◆ JOB
Shift every x and y coordinate in the answers of all the entries below by adding 41 to it. Then write out all of their lines again, including the instruction lines, and omit the pictures.
####
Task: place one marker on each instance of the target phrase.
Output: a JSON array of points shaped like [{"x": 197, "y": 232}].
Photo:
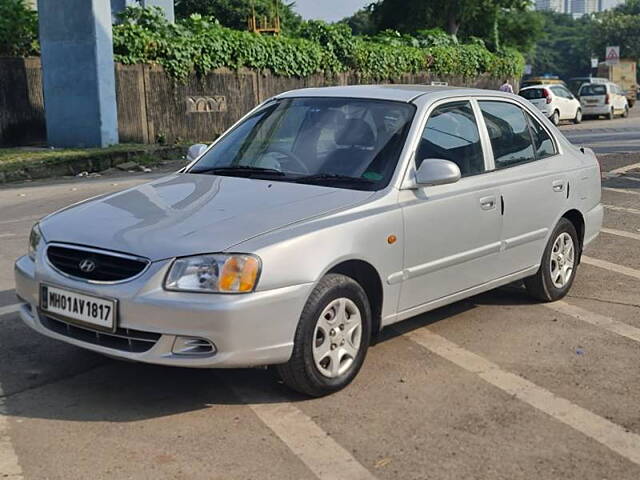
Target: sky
[{"x": 329, "y": 10}]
####
◆ ANSWER TO THE EXERCISE
Task: place one marker on each instance of the target phrase.
Output: a JSON array of points shaped like [{"x": 197, "y": 232}].
Photo:
Target: sky
[{"x": 370, "y": 51}]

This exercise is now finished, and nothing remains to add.